(Items taken from a data source)
------------------------------------------------------------
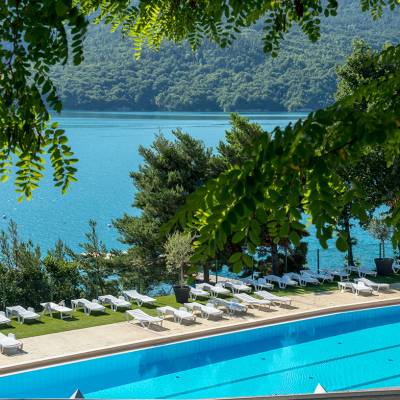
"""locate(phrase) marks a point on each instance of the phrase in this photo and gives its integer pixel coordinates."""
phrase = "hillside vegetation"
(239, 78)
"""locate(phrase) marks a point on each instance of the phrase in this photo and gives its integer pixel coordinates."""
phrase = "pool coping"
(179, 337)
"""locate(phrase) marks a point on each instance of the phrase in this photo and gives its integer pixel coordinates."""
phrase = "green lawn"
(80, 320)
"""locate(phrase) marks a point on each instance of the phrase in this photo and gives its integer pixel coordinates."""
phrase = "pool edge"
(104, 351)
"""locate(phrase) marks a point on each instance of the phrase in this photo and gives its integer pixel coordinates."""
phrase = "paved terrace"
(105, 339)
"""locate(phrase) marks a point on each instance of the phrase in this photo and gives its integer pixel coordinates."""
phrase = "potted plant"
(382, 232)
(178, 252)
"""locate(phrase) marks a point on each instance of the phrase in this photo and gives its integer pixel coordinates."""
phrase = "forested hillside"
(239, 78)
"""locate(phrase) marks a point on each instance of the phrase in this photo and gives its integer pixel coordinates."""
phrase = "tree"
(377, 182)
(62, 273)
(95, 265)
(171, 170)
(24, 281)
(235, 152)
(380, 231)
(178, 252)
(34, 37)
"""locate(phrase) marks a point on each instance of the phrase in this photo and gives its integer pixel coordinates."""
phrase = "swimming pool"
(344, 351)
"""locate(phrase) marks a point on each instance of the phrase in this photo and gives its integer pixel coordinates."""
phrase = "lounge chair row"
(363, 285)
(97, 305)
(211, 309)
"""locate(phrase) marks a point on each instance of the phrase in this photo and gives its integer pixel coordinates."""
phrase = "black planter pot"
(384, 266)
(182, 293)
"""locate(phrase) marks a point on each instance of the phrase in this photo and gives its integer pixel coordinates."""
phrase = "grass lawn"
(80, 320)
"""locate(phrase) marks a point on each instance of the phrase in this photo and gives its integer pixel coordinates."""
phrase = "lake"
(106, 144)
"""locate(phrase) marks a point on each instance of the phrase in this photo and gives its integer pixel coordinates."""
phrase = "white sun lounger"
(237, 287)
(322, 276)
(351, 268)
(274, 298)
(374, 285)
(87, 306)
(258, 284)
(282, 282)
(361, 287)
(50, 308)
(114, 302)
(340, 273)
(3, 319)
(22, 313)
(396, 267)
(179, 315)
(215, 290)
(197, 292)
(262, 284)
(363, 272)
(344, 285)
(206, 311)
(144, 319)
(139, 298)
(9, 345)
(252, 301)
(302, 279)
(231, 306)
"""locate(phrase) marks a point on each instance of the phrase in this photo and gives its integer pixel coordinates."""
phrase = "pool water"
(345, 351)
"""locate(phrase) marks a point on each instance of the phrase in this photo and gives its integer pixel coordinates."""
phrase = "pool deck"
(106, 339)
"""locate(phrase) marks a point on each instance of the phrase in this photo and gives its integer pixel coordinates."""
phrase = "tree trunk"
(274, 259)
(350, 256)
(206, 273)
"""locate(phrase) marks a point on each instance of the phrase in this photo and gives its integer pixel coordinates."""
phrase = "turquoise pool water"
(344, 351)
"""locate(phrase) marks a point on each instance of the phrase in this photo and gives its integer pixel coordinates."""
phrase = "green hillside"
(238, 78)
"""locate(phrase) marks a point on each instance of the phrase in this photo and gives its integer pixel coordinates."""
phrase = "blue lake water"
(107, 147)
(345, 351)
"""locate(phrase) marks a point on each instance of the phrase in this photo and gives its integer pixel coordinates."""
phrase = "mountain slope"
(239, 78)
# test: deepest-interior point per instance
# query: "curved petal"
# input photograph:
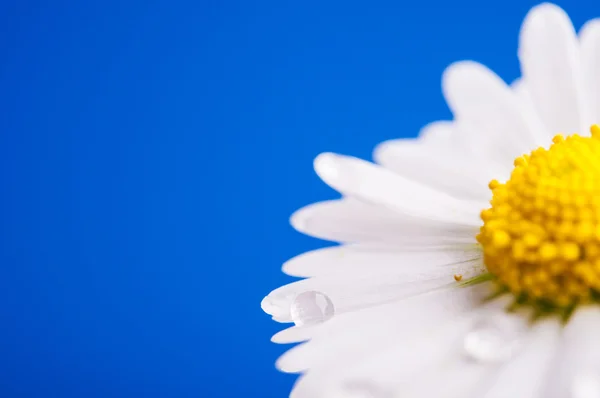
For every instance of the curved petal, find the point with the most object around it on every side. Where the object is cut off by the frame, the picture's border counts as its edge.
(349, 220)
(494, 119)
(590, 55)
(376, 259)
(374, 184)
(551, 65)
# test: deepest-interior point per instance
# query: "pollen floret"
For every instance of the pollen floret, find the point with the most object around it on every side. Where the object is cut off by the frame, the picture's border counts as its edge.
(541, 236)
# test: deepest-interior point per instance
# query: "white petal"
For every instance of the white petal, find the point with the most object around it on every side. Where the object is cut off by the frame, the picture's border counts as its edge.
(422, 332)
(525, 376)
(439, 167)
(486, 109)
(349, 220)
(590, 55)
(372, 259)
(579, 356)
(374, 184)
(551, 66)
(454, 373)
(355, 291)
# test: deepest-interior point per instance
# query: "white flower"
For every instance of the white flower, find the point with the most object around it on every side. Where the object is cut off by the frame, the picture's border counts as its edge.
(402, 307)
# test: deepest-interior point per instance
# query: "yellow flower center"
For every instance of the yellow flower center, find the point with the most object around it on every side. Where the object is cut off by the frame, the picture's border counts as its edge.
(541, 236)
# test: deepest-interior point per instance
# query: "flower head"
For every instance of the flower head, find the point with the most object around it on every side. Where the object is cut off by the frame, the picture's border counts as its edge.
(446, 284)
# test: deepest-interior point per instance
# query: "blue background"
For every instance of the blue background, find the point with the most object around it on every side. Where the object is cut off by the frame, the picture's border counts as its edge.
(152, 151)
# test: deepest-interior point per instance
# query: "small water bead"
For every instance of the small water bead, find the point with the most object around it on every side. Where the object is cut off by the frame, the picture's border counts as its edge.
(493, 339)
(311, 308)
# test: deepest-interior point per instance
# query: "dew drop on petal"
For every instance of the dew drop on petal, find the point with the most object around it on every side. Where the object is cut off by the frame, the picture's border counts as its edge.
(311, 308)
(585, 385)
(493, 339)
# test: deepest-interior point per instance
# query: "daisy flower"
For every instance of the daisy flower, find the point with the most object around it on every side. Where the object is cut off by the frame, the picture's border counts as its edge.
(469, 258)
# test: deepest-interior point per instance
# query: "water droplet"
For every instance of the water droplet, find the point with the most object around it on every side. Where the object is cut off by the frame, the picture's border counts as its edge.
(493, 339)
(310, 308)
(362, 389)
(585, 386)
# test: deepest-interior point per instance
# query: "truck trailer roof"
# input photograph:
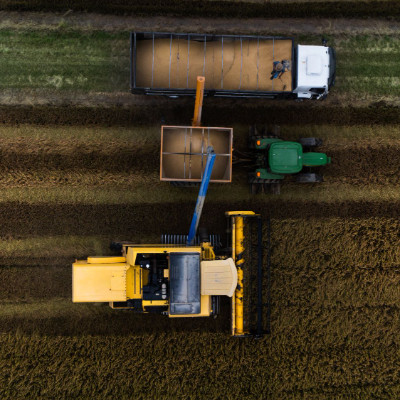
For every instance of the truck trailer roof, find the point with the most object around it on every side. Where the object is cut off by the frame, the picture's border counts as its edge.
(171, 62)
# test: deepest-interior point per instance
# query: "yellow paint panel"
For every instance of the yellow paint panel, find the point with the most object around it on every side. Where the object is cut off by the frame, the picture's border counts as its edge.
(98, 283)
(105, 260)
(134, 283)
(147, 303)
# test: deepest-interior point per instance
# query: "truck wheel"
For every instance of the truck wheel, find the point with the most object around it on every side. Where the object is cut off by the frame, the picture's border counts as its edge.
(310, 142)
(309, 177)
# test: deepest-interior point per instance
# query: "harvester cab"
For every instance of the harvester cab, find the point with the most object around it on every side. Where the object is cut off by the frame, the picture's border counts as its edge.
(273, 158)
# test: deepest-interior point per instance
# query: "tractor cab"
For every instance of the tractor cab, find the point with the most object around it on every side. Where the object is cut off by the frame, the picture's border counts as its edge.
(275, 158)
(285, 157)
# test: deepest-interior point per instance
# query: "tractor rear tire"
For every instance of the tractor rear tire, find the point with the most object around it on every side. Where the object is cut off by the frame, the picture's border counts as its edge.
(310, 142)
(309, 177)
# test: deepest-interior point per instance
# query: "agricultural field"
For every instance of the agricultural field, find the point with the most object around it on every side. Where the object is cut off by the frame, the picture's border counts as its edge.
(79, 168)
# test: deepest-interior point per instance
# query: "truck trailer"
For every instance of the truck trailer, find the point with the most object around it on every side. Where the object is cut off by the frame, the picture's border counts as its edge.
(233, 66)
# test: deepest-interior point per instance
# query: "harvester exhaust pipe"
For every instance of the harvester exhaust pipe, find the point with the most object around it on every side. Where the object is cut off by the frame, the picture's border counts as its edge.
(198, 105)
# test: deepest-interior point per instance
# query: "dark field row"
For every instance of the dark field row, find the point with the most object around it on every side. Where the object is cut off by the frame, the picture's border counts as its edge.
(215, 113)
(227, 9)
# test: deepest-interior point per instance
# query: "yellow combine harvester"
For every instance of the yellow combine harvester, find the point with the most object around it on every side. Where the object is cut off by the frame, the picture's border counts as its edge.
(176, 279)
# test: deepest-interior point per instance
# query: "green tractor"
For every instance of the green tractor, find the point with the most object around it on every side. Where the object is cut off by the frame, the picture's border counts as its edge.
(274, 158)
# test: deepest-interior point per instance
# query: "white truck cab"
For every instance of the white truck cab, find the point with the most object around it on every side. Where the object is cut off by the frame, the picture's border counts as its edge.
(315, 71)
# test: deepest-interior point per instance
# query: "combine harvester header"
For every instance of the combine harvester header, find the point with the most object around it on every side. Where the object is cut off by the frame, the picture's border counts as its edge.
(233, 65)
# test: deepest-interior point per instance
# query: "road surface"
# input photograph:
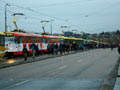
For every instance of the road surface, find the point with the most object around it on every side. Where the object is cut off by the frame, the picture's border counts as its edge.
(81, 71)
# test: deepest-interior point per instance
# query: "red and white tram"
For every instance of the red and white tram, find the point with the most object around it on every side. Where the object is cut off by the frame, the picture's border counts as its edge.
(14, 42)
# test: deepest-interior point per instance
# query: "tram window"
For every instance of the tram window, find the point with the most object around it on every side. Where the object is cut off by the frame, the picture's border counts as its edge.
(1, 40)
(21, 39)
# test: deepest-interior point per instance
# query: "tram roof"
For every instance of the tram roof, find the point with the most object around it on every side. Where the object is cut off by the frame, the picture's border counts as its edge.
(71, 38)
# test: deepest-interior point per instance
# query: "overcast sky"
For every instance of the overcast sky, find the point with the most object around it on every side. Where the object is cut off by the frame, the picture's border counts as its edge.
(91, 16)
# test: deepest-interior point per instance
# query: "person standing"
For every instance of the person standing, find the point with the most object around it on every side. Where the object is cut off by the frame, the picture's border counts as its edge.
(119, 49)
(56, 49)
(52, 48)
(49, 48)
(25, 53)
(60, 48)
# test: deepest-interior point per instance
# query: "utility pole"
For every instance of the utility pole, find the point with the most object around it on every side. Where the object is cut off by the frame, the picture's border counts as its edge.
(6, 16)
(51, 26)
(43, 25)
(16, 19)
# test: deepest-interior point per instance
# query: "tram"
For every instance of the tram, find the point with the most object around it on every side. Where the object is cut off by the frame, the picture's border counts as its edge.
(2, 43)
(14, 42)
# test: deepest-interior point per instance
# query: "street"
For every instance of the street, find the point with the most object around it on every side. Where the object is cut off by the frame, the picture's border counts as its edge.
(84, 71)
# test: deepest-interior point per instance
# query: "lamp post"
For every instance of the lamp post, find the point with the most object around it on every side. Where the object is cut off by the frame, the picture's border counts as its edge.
------------------------------------------------------------
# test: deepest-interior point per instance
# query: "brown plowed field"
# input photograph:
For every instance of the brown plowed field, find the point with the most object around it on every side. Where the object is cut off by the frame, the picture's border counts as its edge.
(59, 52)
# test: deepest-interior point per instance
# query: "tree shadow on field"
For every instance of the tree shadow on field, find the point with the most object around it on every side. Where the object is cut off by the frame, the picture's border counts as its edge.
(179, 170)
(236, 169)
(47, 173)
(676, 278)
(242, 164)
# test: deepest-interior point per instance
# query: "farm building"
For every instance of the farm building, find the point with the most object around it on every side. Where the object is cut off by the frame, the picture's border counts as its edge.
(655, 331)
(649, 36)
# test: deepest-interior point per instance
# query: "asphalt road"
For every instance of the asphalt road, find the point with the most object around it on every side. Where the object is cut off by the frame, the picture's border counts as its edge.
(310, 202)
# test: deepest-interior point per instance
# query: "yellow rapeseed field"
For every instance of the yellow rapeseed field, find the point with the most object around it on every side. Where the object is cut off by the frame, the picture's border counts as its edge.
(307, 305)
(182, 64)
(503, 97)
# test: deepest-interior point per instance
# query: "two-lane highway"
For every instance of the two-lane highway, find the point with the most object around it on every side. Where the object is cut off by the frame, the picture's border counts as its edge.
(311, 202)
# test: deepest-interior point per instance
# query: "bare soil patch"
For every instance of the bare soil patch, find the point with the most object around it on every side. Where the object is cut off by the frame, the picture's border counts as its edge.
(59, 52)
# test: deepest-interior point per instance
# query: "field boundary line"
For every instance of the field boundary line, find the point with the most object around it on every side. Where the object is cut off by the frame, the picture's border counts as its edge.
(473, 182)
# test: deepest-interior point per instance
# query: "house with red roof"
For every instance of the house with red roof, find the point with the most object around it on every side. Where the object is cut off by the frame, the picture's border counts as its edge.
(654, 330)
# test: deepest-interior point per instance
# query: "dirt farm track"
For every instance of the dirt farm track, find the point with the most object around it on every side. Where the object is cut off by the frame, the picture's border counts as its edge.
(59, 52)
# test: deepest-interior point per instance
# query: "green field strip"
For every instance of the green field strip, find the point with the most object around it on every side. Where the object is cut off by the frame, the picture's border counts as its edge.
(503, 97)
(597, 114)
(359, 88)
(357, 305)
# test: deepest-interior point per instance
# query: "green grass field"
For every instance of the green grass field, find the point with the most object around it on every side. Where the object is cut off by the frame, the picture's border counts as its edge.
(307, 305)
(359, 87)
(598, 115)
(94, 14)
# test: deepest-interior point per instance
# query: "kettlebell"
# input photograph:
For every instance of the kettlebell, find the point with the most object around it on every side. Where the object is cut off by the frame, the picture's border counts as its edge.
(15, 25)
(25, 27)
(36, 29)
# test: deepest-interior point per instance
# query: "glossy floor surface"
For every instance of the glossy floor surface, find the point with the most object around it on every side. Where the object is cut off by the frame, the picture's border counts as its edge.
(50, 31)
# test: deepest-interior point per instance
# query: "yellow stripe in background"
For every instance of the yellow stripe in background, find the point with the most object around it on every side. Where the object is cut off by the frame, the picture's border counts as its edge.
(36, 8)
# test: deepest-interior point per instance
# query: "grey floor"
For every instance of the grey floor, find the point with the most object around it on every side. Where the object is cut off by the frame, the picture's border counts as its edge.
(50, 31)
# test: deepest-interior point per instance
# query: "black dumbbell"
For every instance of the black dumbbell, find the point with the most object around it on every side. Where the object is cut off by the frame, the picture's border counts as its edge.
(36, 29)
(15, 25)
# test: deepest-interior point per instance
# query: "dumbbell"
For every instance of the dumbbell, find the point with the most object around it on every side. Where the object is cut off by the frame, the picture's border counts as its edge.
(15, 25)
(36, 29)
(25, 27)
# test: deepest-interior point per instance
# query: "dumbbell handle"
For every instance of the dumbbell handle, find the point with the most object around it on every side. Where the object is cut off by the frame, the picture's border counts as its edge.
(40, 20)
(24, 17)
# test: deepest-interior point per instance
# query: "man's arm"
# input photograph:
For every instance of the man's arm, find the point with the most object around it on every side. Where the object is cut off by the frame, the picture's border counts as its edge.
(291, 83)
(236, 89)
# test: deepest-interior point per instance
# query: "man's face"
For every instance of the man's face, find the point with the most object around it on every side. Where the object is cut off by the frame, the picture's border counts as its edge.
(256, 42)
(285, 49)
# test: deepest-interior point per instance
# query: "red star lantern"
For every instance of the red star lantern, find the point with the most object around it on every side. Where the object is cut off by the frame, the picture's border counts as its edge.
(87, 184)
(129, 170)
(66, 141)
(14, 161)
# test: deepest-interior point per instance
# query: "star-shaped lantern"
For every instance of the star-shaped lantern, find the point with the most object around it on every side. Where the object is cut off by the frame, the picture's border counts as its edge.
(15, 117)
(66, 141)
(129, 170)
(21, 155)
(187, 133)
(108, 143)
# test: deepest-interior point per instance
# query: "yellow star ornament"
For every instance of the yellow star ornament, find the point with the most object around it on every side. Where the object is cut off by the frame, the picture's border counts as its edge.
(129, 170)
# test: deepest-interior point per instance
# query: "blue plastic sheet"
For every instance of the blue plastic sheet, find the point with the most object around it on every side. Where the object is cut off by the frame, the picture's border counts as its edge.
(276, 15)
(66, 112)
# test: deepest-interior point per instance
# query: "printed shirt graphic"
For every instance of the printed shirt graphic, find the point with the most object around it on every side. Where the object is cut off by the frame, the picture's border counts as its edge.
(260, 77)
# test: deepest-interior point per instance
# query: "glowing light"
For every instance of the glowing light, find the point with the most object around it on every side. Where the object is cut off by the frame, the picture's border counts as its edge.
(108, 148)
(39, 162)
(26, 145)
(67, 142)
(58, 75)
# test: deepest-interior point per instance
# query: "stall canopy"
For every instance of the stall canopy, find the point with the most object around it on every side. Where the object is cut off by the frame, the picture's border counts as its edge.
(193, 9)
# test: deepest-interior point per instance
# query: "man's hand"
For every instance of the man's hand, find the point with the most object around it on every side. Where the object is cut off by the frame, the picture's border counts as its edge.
------------------------------------------------------------
Exercise instructions
Extract each line of the records above that includes the string "boundary". Case counts.

Written answer
# query: "field boundary line"
For every instance of the field boundary line, find the point with the most object around it on every side. Where the object is cut off by the frame, the picture's border counts as its edge.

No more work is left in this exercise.